**Goal of the exercise:** How many lines of the data below contain the string "present", treating uppercase and lowercase as different? Reply with the number alone.

Saved data entries
####

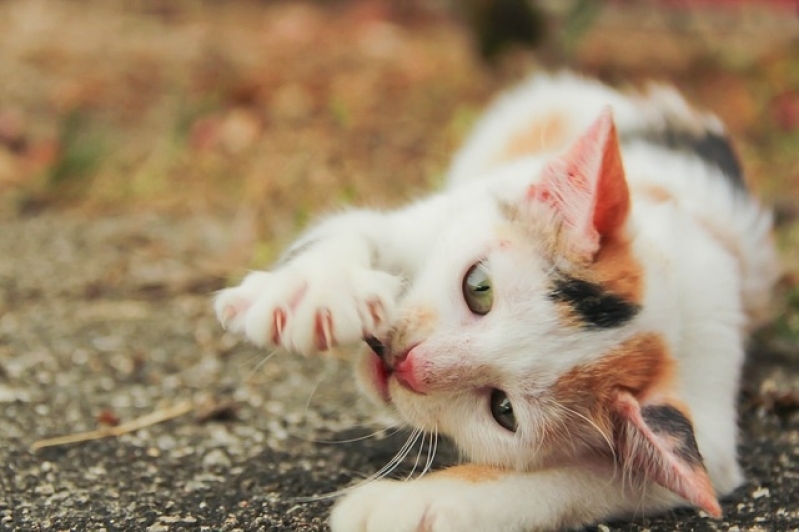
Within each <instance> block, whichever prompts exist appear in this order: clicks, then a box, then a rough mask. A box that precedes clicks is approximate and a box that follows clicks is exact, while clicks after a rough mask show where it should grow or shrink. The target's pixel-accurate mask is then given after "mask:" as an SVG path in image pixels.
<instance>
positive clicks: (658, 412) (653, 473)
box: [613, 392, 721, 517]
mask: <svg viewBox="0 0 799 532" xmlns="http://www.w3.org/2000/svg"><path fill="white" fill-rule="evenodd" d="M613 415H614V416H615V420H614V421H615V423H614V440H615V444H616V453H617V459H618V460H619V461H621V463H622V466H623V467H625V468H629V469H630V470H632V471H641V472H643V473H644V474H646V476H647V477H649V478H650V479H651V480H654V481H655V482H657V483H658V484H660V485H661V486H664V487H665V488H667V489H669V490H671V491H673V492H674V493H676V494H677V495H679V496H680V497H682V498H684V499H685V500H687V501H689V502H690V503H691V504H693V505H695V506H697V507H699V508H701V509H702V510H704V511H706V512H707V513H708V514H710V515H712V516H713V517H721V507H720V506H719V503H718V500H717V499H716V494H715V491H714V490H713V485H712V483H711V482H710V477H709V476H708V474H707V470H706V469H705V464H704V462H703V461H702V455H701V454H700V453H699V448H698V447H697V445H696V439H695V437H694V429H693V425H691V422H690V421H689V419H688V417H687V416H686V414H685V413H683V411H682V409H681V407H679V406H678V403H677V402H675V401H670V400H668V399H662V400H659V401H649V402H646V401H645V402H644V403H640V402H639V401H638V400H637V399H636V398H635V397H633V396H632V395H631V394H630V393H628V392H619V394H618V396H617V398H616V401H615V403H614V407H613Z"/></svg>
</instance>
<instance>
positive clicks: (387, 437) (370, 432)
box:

####

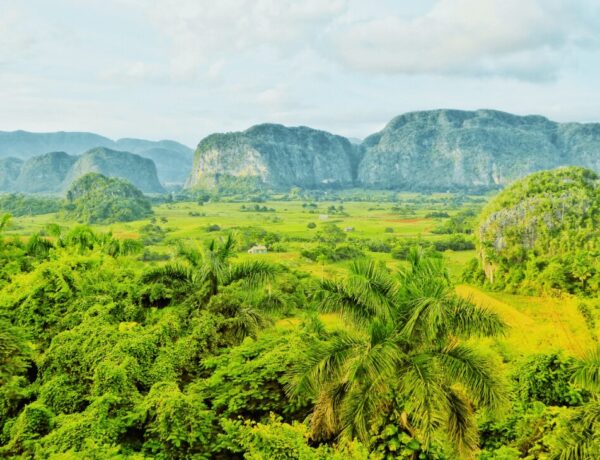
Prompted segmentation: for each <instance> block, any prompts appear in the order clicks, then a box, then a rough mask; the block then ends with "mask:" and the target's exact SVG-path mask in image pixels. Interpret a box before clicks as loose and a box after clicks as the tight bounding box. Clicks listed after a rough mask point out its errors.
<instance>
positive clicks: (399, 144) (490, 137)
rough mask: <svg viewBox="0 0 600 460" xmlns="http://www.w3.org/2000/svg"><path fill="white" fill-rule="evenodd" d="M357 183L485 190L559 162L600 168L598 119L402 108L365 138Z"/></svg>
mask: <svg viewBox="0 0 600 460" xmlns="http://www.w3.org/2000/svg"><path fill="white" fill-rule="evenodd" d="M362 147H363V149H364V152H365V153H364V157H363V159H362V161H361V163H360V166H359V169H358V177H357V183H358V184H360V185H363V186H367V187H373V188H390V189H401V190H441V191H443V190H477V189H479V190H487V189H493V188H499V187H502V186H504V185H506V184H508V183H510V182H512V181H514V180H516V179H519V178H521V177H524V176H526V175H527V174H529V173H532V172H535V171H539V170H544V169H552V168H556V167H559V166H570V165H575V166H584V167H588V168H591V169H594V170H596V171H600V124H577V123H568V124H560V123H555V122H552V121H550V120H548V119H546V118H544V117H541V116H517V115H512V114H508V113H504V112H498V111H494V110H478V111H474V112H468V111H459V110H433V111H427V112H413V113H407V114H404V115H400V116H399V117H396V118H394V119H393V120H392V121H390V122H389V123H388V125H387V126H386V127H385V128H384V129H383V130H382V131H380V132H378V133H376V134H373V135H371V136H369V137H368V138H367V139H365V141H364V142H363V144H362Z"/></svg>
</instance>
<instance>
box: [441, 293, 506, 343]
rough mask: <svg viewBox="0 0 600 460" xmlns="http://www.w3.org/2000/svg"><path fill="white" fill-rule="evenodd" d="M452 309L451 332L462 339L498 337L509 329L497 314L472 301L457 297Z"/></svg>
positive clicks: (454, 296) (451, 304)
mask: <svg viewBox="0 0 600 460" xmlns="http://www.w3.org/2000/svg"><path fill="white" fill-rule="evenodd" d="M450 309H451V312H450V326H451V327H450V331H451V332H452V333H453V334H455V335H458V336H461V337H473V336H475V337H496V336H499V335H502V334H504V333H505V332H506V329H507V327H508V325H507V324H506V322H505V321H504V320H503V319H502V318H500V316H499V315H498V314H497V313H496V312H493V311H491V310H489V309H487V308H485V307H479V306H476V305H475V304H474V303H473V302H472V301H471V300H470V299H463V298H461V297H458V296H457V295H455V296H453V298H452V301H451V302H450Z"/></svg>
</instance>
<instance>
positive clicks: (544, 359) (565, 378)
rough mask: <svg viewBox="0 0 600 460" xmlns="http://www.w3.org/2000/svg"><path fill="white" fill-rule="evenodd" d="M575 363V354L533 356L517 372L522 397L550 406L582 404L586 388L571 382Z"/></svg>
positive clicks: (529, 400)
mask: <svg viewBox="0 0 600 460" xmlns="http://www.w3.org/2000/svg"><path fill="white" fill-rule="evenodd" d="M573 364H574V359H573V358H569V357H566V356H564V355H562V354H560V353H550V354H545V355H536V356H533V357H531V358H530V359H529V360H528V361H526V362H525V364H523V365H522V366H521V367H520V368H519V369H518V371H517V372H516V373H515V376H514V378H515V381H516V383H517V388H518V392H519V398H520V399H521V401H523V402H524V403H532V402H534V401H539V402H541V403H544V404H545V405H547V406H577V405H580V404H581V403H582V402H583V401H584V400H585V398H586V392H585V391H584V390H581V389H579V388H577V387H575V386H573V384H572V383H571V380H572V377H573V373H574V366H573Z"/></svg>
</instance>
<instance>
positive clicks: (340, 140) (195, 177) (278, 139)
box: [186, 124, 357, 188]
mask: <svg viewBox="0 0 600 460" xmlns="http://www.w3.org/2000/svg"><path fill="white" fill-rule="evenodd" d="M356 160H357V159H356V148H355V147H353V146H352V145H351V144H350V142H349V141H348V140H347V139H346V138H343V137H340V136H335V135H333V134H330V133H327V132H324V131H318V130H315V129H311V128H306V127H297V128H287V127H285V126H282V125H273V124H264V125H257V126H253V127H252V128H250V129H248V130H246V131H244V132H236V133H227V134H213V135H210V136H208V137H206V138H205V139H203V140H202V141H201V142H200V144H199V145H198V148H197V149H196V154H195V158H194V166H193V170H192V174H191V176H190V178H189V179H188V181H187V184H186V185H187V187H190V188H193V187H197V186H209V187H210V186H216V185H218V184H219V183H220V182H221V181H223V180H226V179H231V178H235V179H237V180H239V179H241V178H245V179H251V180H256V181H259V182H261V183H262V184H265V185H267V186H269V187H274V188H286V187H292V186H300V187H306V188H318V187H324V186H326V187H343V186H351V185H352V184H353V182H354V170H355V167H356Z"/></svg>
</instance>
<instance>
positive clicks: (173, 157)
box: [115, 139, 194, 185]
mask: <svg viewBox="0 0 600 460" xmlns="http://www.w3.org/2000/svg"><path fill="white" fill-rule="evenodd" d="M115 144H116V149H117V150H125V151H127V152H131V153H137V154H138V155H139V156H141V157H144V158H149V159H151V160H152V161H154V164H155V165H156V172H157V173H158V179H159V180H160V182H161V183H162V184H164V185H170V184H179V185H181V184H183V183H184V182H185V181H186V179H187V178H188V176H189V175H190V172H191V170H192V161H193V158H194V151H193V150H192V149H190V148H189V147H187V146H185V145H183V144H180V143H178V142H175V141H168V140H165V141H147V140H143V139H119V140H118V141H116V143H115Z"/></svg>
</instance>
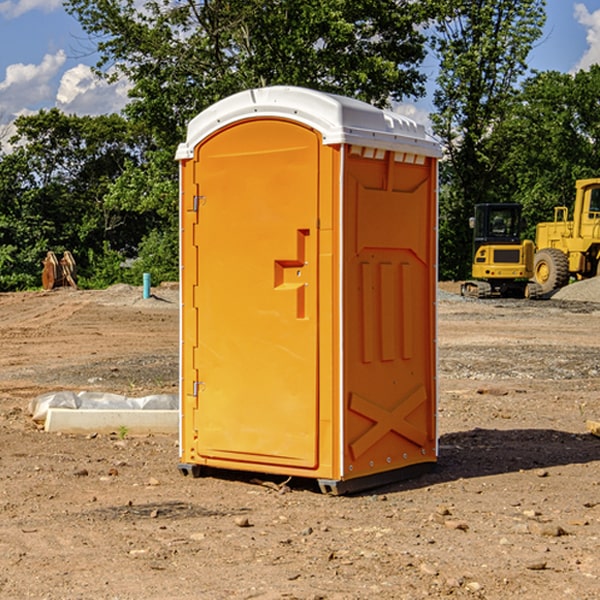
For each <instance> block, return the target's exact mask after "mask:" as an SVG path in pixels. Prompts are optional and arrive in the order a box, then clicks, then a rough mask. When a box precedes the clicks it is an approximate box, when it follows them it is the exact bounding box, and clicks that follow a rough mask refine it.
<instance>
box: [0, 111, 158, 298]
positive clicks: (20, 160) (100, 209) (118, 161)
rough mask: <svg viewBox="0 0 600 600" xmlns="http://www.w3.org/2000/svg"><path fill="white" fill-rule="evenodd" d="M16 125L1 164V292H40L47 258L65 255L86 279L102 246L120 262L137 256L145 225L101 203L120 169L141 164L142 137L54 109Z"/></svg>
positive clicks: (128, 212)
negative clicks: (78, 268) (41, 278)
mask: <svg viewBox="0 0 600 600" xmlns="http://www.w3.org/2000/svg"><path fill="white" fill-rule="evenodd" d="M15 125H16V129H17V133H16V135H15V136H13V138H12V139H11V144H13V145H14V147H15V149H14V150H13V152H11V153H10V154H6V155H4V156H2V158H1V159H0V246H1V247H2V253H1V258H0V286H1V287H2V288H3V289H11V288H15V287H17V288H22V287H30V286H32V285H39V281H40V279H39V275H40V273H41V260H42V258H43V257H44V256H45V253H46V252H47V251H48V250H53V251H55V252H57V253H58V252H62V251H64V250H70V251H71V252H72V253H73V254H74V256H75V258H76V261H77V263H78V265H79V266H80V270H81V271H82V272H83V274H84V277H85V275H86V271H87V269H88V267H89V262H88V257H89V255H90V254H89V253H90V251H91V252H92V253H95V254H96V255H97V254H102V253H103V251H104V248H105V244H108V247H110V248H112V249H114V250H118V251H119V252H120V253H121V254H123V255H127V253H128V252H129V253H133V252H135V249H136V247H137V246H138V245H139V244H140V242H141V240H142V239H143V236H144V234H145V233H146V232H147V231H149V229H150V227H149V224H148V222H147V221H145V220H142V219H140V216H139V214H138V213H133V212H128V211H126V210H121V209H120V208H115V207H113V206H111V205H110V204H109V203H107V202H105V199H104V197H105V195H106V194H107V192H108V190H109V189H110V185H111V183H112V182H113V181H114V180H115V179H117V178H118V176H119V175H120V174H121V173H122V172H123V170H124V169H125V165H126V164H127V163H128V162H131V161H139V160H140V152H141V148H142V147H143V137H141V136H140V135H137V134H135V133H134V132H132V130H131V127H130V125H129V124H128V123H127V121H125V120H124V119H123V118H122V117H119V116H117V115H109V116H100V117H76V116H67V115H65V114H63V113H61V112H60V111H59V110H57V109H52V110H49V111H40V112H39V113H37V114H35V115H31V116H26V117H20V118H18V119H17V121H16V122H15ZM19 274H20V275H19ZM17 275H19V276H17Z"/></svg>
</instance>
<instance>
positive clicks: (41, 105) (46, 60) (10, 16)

####

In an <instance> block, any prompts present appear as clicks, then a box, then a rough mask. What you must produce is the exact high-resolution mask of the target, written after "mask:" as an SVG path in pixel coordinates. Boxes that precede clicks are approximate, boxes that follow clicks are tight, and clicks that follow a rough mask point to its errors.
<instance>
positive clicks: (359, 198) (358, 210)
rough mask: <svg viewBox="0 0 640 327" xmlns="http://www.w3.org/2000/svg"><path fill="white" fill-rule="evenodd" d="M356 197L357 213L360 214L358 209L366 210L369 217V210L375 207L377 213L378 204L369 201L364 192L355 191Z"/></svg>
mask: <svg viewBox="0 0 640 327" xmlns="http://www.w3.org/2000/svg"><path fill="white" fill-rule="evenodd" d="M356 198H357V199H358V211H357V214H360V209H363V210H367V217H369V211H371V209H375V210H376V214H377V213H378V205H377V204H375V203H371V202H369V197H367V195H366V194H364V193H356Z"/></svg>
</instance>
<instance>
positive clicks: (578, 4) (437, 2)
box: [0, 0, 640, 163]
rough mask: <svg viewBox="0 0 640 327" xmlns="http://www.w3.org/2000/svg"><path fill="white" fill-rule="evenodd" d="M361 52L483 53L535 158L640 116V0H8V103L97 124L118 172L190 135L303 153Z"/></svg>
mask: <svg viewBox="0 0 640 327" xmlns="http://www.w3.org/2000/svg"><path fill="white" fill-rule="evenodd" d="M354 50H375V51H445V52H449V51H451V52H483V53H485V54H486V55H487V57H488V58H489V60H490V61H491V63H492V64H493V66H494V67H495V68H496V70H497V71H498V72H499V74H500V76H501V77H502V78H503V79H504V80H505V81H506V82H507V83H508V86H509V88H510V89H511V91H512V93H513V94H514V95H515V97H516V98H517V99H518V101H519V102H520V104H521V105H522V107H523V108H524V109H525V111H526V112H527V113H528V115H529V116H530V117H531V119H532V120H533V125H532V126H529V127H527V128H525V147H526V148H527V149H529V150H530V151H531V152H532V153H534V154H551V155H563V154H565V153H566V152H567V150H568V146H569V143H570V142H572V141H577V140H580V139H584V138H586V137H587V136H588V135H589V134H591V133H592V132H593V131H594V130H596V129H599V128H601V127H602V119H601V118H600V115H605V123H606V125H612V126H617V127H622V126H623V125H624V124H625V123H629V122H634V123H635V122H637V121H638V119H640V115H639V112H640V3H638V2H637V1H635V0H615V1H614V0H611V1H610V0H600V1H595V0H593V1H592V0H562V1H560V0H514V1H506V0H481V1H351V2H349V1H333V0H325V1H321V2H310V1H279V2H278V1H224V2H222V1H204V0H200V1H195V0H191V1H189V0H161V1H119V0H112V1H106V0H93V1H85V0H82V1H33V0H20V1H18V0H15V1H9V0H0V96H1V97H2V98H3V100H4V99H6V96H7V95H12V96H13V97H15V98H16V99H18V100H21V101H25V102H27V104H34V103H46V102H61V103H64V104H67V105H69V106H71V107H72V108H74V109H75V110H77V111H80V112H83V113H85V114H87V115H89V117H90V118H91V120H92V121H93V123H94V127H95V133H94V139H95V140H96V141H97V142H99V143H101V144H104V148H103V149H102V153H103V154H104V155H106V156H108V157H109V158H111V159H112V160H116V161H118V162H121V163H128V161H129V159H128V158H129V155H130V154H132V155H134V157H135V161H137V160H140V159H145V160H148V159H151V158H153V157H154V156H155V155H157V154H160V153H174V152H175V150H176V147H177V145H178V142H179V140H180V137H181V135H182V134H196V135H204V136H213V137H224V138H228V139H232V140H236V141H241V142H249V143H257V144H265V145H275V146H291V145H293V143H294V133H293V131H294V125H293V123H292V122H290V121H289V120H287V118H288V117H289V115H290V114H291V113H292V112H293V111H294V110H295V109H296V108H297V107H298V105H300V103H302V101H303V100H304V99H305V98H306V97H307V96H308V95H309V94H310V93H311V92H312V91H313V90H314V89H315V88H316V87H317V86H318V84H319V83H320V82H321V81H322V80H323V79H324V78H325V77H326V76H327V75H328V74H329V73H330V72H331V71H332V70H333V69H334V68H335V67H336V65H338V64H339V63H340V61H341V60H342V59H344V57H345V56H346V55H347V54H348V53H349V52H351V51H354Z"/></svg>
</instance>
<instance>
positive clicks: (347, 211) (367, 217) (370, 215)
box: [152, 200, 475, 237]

####

**Reply to the exercise:** 1